§ Given problem 1
List each numbered equation in the ladder symmetries text, together with what that equation gives.
§ Given problem 2
According to the ladder symmetries text, the factorization of the Hamiltonian into two first-order operators is made in analogy to which system?
§ Given problem 3
Carry on the ladder symmetries text past its last line.

§ Source excerpt
II Review of Ladder Symmetries in Reissner-Nordström and Kerr Case

Before we move on to a more general calculation, it is useful to recall the computation of ladder symmetry in the Reissner-Nordström and Kerr BH spacetimes. For our purpose, we shall only focus on the tidal response of these BHs in a scalar environment.

In the presence of a massless, static scalar field, the relevant perturbation equation takes the well-known Klein-Gordon form: $\Box\,\Phi(r,\theta,\phi)=0$ . Here, the d’Alembertian operator is defined with respect to the background metric, which for a Reissner-Nordström BH with mass $M$ and electric charge $Q$ ( $M\geq|Q|$ ) is given by

\mathrm{d}s^{2}=-f_{RN}(r)\,\mathrm{d}t^{2}+\frac{\mathrm{d}r^{2}}{f_{RN}(r)}+%r^{2}\,\mathrm{d}\Omega_{(2)}^{2}\,,

(2)

where $f_{RN}(r)=1-r_{s}/r+r_{Q}^{2}/r^{2}$ with $r_{s}=2M$ and $r_{Q}=Q$ . Hence, the horizons are located at $r_{\pm}=r_{s}/2\pm[(r_{s}/2)^{2}-r_{Q}^{2}]^{1/2}$ . Then, using a mode decomposition of the static scalar field in terms of spherical harmonics $\Phi_{\ell m}(r,\theta,\phi)=\phi_{\ell}(r)Y_{\ell m}(\theta,\phi)$ , the Klein-Gordon equation can be reduced to a second-order radial differential equation: $\partial_{r}(\Delta\,\partial_{r}\phi_{\ell})-\ell(\ell+1)\phi_{\ell}=0$ ,where $\Delta(r)=r^{2}\,f_{RN}(r)$ . This can be rewritten in a very suggestive form as $H_{\ell}\,\phi_{\ell}\,=0$ , with the following definition of the Hamiltonian,

H_{\ell}=-\Delta(r)\left[\partial_{r}\big{\{}\Delta(r)\partial_{r}\big{\}}-%\ell\big{(}\ell+1\big{)}\right]\,.

(3)

In analogy to quantum harmonic oscillator, the above Hamiltonian then supports factorization in terms of two first-order operatorsHui:2021vcv ; Berens:2022ebl ,

D_{\ell}^{+}=-\Delta(r)\,\partial_{r}-\frac{\ell+1}{2}\Delta^{\prime}(r)\,;\,D%_{\ell}^{-}=\Delta(r)\,\partial_{r}-\frac{\ell}{2}\Delta^{\prime}(r)\,,

(4)

§ Extracted data
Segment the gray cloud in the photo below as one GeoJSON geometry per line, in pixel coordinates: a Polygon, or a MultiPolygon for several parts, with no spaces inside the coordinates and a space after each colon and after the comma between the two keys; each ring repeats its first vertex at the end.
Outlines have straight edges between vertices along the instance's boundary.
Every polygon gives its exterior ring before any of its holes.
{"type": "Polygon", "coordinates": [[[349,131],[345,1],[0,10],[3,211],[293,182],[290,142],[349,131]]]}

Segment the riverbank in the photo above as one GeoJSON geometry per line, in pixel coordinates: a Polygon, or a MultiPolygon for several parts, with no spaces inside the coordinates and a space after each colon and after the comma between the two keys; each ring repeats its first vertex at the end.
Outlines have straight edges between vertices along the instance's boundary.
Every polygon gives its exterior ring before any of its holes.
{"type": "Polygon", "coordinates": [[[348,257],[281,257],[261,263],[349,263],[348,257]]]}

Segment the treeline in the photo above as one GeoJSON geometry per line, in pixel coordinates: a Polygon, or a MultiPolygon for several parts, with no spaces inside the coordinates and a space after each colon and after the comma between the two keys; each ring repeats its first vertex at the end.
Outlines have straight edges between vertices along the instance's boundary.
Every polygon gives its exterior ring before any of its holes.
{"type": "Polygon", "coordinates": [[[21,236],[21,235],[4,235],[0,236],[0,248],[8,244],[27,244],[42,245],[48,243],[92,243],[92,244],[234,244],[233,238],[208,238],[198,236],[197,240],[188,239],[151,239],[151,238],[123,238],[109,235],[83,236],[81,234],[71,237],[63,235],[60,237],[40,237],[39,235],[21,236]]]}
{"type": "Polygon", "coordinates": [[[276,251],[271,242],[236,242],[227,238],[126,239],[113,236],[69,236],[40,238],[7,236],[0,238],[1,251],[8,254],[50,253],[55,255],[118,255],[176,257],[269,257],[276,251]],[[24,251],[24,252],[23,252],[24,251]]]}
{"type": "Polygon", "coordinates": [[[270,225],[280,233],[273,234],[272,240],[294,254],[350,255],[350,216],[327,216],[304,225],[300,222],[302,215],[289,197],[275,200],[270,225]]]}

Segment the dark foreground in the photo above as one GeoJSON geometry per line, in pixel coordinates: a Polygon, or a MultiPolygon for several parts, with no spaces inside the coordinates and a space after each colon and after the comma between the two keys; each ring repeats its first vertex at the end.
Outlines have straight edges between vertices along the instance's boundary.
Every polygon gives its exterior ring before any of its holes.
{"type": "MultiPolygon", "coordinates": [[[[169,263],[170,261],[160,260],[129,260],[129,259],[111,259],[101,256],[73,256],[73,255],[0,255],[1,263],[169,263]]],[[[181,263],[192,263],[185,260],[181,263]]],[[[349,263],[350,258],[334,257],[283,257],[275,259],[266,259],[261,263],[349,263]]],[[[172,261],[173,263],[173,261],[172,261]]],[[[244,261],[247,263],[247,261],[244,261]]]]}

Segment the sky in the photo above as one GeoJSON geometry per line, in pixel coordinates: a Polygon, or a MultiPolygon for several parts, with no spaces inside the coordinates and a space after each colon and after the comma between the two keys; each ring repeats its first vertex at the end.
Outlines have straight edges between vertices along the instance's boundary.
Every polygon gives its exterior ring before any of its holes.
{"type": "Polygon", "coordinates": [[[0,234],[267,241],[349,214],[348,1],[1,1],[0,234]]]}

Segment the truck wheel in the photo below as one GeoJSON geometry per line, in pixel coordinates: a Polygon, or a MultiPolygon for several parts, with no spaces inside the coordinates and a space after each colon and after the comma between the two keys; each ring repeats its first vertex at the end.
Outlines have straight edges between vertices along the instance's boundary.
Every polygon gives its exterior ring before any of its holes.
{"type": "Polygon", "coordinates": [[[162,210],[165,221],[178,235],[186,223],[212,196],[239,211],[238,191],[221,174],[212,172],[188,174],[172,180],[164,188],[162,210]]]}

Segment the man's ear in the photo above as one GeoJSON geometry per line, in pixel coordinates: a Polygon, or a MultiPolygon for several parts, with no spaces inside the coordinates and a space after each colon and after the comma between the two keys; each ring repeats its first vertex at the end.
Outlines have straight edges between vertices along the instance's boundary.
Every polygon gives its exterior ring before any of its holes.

§ Result 1
(2): the Reissner-Nordström background metric
(3): the Hamiltonian $H_{\ell}$
(4): the two first-order operators $D_{\ell}^{+}$ and $D_{\ell}^{-}$

§ Result 2
The quantum harmonic oscillator.

§ Result 3
which are coined as the raising and lowering operators, respectively. As their names suggest, $D_{\ell}^{\pm}$ connects the radial solution $\phi_{\ell}$ to $\phi_{\ell\pm 1}$ . In mathematical terms, this translates into two commutation relations with the Hamiltonian,

H_{\ell+1}\,D_{\ell}^{+}=D_{\ell}^{+}\,H_{\ell}\,;\,H_{\ell-1}D_{\ell}^{-}=D_{%\ell}^{-}H_{\ell}\,.

(5)

Also, the Hamiltonian is related to the two ladder operators as

\begin{split}H_{\ell}&=D_{\ell-1}^{+}D_{\ell}^{-}-\frac{\ell^{2}}{4}(r_{s}^{2}%-4r_{Q}^{2})\\&=D_{\ell+1}^{-}D_{\ell}^{+}-\frac{(\ell+1)^{2}}{4}(r_{s}^{2}-4r_{Q}^{2})\,.%\end{split}

(6)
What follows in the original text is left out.